## start Given information

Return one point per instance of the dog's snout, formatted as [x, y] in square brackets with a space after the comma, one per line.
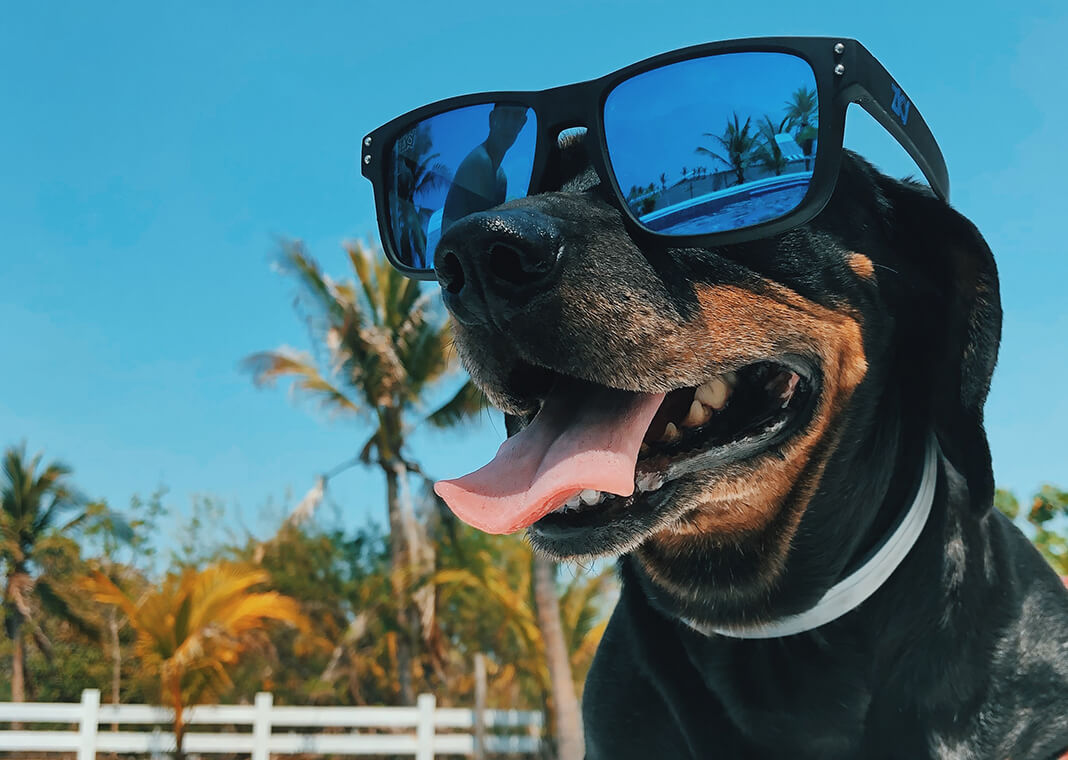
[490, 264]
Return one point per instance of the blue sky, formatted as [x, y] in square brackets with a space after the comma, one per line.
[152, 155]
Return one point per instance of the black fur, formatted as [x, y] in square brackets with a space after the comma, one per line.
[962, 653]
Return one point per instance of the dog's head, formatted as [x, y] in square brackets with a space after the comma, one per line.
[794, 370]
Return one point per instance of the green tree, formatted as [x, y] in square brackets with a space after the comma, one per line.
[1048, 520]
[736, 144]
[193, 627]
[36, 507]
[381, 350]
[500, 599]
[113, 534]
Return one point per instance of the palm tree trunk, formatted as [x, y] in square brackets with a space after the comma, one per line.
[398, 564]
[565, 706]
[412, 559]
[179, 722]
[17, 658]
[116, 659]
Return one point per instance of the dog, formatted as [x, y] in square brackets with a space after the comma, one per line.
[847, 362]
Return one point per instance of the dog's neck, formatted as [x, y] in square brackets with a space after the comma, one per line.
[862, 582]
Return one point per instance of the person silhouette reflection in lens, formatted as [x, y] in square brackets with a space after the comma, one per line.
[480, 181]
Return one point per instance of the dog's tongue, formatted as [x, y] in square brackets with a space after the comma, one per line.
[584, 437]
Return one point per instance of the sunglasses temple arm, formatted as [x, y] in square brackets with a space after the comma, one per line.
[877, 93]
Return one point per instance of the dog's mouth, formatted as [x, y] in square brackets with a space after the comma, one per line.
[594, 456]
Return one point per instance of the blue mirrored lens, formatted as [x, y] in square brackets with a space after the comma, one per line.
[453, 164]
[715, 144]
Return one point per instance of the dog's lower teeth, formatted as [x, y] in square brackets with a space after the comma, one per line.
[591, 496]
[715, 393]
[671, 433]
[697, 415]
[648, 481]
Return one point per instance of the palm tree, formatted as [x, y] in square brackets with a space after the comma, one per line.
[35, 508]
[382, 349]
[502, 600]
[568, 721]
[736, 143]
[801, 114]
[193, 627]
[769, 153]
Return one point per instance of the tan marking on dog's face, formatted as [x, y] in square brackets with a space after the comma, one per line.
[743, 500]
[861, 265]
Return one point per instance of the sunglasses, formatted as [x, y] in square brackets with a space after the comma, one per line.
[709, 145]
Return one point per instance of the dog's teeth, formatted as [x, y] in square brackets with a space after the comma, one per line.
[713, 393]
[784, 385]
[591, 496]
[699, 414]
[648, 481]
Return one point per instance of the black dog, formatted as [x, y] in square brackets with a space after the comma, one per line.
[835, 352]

## end Given information
## start Given information

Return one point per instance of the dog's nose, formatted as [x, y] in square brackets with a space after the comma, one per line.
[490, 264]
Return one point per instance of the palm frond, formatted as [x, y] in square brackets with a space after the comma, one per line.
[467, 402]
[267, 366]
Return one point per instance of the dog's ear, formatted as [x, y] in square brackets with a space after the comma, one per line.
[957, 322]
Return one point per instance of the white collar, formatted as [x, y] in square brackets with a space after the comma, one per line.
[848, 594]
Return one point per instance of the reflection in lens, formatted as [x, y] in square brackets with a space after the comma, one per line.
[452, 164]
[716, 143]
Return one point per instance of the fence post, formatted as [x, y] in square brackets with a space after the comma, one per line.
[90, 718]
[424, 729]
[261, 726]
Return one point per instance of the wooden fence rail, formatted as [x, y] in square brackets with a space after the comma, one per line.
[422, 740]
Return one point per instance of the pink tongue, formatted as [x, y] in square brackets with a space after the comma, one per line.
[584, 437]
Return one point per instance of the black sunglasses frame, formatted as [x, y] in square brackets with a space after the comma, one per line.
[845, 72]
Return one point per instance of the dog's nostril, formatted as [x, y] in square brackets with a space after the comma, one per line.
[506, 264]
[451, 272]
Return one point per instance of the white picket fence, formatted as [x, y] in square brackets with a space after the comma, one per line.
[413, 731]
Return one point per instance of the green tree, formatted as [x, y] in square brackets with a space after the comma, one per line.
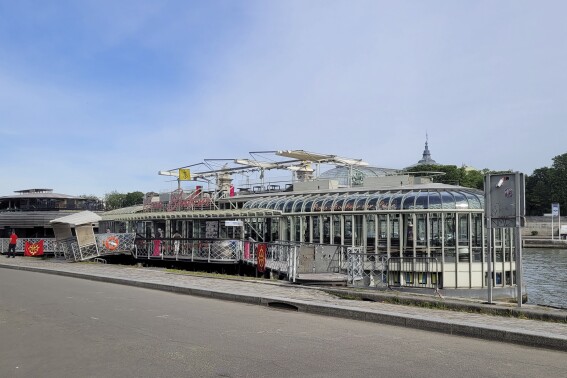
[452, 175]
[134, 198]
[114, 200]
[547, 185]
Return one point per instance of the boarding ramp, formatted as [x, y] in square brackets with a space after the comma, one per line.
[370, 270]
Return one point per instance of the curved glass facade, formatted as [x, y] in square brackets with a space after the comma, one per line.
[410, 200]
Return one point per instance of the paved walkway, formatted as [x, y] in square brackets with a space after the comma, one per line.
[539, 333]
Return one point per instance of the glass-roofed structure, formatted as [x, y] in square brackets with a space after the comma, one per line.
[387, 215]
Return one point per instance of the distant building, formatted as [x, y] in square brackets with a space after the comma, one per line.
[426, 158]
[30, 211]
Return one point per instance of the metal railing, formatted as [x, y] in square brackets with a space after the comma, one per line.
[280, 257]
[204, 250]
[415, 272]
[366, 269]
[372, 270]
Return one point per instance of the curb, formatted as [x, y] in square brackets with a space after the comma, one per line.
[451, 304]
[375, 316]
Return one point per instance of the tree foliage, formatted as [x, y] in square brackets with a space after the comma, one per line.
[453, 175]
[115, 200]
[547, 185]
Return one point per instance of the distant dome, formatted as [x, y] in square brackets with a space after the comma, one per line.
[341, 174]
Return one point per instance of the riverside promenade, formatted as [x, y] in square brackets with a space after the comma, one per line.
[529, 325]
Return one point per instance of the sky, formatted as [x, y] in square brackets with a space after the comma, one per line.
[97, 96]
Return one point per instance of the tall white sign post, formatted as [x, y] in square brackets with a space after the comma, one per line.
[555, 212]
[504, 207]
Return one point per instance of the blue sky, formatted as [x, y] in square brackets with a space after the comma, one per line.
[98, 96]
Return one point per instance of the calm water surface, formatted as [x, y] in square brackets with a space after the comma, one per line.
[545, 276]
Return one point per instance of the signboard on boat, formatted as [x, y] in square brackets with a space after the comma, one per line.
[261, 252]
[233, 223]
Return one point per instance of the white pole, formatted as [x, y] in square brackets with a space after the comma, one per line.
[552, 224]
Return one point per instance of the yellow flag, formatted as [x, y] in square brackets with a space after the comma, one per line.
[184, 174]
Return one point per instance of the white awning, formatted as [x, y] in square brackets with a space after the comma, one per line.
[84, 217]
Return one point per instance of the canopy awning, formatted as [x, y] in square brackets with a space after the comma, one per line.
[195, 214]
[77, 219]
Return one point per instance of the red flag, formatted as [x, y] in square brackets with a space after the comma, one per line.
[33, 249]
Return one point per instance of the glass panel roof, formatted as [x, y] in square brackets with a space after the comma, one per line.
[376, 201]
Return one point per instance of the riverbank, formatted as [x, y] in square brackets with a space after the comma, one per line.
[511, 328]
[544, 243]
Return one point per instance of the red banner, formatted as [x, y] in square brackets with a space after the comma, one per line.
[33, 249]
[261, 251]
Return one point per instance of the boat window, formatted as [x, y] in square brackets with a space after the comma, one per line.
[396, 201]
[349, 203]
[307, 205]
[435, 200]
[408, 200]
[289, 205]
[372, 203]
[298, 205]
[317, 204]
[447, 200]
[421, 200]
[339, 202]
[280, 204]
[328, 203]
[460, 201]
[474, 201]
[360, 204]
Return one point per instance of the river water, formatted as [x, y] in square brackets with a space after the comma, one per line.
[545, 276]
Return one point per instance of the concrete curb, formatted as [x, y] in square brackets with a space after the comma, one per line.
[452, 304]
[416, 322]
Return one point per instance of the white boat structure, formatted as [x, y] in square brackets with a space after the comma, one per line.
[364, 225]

## end Given information
## start Given information

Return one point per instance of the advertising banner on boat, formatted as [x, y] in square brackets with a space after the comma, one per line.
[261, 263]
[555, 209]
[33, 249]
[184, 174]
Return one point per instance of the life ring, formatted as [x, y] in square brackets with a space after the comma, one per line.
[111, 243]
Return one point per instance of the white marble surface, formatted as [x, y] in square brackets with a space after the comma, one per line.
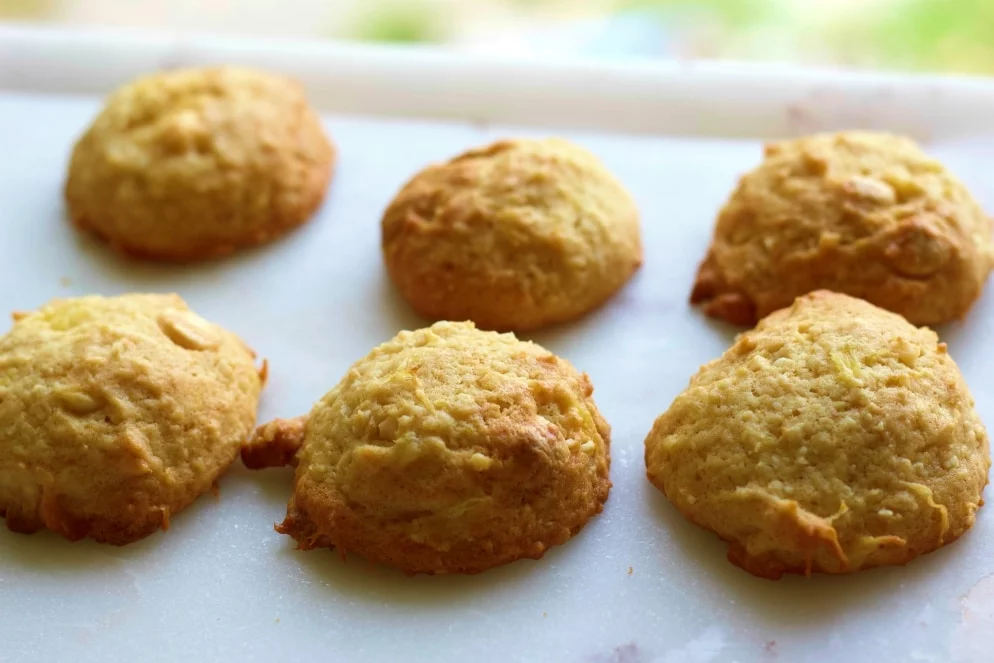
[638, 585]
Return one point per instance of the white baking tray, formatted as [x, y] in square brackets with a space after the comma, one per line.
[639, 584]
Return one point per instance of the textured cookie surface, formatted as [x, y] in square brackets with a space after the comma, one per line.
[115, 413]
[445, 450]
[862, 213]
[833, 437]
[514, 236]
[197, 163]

## end Given information

> [Objective] Give only the number of lines above that contain the word "teeth", matching case exactly.

> [Solved exercise] 2